[Data listing]
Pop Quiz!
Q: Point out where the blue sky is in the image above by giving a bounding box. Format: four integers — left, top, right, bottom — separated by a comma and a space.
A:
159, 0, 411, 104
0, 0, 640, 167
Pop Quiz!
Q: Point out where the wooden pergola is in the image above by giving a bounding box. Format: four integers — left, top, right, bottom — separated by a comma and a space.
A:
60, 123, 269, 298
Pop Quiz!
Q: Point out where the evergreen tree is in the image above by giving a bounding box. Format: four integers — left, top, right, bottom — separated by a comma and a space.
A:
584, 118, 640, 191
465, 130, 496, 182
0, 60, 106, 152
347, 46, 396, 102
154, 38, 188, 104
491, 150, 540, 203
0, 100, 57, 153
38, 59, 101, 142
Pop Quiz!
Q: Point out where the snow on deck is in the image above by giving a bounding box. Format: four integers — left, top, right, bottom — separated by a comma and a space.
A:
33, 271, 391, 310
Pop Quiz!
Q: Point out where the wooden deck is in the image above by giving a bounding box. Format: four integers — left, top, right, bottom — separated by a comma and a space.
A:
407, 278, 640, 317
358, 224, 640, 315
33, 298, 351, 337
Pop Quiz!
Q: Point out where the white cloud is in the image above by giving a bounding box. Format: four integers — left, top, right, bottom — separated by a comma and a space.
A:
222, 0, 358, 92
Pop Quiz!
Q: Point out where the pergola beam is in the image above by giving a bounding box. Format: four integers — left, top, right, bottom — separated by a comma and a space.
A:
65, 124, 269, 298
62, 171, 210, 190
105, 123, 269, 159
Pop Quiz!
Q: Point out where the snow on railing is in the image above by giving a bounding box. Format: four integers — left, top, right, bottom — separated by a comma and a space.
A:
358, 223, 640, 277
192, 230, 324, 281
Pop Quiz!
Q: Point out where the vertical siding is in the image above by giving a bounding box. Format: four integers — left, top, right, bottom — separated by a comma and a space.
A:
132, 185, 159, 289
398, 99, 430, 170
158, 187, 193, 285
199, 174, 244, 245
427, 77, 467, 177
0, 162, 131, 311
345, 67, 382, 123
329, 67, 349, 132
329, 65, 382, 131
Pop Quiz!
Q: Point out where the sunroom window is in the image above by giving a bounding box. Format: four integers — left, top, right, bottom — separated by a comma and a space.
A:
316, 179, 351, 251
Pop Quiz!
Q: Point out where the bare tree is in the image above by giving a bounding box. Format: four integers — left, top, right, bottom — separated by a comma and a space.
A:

_WHAT IS REQUIRED_: Lay out every line of the entries above as a Markdown table with two columns, Row and Line. Number the rows in order and leave out blank lines.

_REPLY TO THE TASK_:
| Row | Line |
|---|---|
| 1 | Pop Quiz! |
| 2 | Q: Point out where the blue sky is in the image above by giving a bounding box. Format: four integers — left, top, right, bottom — separated by a comma and a space. |
| 3 | A: |
| 4 | 159, 0, 411, 104 |
| 5 | 0, 0, 640, 167 |
| 6 | Pop Quiz! |
| 7 | Q: Point out where the wooden pergola is in the image above by giving a bounding box. Format: four integers — left, top, right, bottom — separated by a comma and a space. |
| 8 | A: |
| 9 | 60, 123, 269, 298 |
| 10 | Pop Quiz! |
| 11 | Q: Point out where the evergreen tree is in the image above by giving a bounding box. Format: four integers — left, top, right, bottom — separated by a comma and a space. |
| 12 | A: |
| 13 | 584, 118, 640, 191 |
| 14 | 465, 130, 496, 182 |
| 15 | 0, 60, 106, 152 |
| 16 | 347, 46, 396, 102 |
| 17 | 154, 38, 188, 104 |
| 18 | 491, 150, 540, 203 |
| 19 | 0, 100, 57, 153 |
| 20 | 38, 59, 101, 142 |
| 21 | Pop Quiz! |
| 22 | Q: Point out where the snow on deck is in the image above by giving a bounding box. Format: four integers — left, top, right, bottom — separated by a comma and a space. |
| 23 | A: |
| 24 | 33, 271, 391, 310 |
| 25 | Pop Quiz! |
| 26 | Q: Point out where the wooden deck is in the image above by giving a bounding box. Format: four integers — left, top, right, bottom — separated by a comma and a space. |
| 27 | A: |
| 28 | 407, 278, 640, 317 |
| 29 | 358, 224, 640, 315 |
| 30 | 33, 298, 351, 337 |
| 31 | Pop Quiz! |
| 32 | Q: Point out where the white cloud is in the image above by giving a bounding box. Format: four integers — left, top, right, bottom — separated by a comma and a space. |
| 33 | A: |
| 34 | 222, 0, 358, 92 |
| 35 | Pop Quiz! |
| 36 | Q: Point out where the pergola beam is in the image above by giving a bounding box. Format: four integers — left, top, right, bottom — separated by a comma and a space. |
| 37 | A: |
| 38 | 65, 124, 269, 298 |
| 39 | 62, 171, 210, 190 |
| 40 | 105, 123, 269, 159 |
| 41 | Pop Quiz! |
| 42 | Q: Point out where the snow on railing is in the image above by giving a bounding box. Format: four integers — left, top, right, bottom — separated by a comma and a space. |
| 43 | A: |
| 44 | 358, 223, 640, 277 |
| 45 | 192, 230, 324, 281 |
| 46 | Pop Quiz! |
| 47 | Q: Point out where the vertical siding is in the image above by giving a bounding box. Format: four integers — left, top, right, bottom — separated by a comma and a space. |
| 48 | A: |
| 49 | 132, 185, 159, 289 |
| 50 | 398, 99, 430, 170 |
| 51 | 158, 187, 193, 285 |
| 52 | 199, 174, 244, 245 |
| 53 | 427, 77, 467, 177 |
| 54 | 0, 162, 131, 311 |
| 55 | 345, 67, 382, 123 |
| 56 | 329, 67, 349, 132 |
| 57 | 329, 65, 382, 131 |
| 58 | Pop Quiz! |
| 59 | Q: Point out where the sunroom window is in the image above by giving a bounding box. Format: four integers — left, top, right, bottom — separated by a comma and a space. |
| 60 | A: |
| 61 | 316, 179, 351, 251 |
| 62 | Pop Quiz! |
| 63 | Q: Point out where the bare tree is in the image above by giving a bounding box. Format: four integers — left, top, right, bottom — separated by a comma and a space. |
| 64 | A: |